Text under study ->
================
Key barriers to using voluntary error reporting systems include limited feedback on incident follow-up, system forms that are too long, perceptions that the incident was trivial, ward or department busyness, and lack of clarity regarding the party responsible for reporting, AQHR says.

Still, these systems can be effective for looking more deeply at the processes that can lead to—or prevent—adverse patient safety events, most experts agree. In a perspective piece published in PSNet (Patient Safety Network), experts discuss how organizations can use error reporting systems to support a larger quality improvement plan.

Foremost, organizations need to show frontline providers how these tools can spark patient safety improvements. This can increase provider motivation to use these reporting tools. From there, organizations should encourage providers to write detailed reports to accommodate better report investigation and quality improvement.

The final leg of that plan is engaging physicians in event reporting. As noted above, physicians use error reporting systems less than other providers. But most adverse hospital events involve interdisciplinary teams, including the physician, so getting all perspectives will be key.

Administrative/claims data review

Claims data review is a strategy for gaining a retrospective view of adverse patient safety events. Patient safety experts—or, in recent times, an algorithm—will scan administrative and claims data to flag the incidence of adverse patient safety events. This can help organizations better understand patient safety rates and steer quality improvement initiatives.

This strategy is effective because it is low-cost, and the data is readily available. Healthcare experts can also use claims data reviews to track patient safety events across time as part of a population health analysis.

But there are some pitfalls to leveraging administrative and claims data for patient safety assessment. Notably, claims data is retrospective, meaning any insights it can provide are reactive rather than proactive. Moreover, AHRQ points out that claims data can be variable or inaccurate across health systems.
================
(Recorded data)
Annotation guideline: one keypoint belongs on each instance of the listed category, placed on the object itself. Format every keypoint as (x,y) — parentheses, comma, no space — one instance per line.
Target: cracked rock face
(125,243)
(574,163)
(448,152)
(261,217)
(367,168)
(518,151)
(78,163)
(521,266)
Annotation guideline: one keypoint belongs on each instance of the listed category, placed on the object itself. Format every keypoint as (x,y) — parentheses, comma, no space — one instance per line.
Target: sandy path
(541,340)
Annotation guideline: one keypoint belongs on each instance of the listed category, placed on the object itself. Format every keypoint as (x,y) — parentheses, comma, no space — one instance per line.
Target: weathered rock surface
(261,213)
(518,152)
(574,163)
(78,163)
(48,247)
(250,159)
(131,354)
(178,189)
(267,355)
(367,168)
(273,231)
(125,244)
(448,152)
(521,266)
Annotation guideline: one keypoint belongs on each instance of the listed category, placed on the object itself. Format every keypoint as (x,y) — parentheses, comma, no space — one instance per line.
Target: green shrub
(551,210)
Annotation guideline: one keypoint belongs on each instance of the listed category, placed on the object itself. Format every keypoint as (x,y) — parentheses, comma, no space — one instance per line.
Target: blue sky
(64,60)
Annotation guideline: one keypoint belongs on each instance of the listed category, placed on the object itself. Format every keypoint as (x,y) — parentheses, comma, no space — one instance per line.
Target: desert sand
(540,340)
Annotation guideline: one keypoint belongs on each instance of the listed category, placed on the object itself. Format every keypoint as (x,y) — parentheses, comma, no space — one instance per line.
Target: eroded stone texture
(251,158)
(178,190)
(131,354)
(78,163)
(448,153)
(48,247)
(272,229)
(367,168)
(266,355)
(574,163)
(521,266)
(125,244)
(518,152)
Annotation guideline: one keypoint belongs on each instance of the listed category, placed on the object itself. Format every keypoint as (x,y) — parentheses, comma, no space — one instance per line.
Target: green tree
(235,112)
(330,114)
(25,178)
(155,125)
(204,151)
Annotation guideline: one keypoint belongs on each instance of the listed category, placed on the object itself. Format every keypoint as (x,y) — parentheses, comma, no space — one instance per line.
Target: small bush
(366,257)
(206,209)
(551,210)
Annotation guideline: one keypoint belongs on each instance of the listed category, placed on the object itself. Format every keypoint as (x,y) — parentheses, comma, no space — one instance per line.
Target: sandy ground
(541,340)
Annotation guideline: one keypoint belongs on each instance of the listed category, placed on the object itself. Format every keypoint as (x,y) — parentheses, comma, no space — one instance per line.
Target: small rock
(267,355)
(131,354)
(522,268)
================
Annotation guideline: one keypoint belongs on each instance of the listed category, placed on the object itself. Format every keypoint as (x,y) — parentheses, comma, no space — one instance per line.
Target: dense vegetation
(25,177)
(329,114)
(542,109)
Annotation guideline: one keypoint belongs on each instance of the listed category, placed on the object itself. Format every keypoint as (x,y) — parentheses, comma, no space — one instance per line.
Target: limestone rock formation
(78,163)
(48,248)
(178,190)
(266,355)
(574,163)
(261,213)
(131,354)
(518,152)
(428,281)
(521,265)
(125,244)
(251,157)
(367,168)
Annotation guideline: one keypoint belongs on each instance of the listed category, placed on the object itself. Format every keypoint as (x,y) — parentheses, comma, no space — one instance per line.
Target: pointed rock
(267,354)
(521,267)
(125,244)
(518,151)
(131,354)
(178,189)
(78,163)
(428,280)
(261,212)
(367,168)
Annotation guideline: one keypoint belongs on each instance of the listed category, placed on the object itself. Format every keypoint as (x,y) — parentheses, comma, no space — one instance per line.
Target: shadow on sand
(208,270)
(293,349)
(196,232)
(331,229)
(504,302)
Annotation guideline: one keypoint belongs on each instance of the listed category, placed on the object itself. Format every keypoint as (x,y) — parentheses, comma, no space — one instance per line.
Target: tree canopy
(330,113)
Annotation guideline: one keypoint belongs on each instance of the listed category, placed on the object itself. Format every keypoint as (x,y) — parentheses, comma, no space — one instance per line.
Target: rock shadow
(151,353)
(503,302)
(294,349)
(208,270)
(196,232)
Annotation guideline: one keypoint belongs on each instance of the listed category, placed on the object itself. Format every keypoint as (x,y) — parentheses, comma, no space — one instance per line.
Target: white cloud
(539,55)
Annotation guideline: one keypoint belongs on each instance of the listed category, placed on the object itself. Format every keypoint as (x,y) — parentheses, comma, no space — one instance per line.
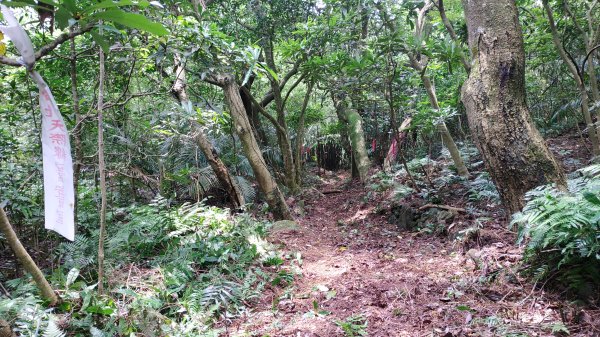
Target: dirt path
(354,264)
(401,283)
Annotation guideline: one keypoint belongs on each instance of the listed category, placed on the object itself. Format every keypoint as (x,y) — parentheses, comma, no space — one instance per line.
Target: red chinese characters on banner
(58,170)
================
Problem description -> Write out the part of the patient safety passage that begins at the words "Key barriers to" and ends after the words "quality improvement plan.", keeping every word and mark unchanged.

Your response ->
Key barriers to using voluntary error reporting systems include limited feedback on incident follow-up, system forms that are too long, perceptions that the incident was trivial, ward or department busyness, and lack of clarity regarding the party responsible for reporting, AQHR says.

Still, these systems can be effective for looking more deeply at the processes that can lead to—or prevent—adverse patient safety events, most experts agree. In a perspective piece published in PSNet (Patient Safety Network), experts discuss how organizations can use error reporting systems to support a larger quality improvement plan.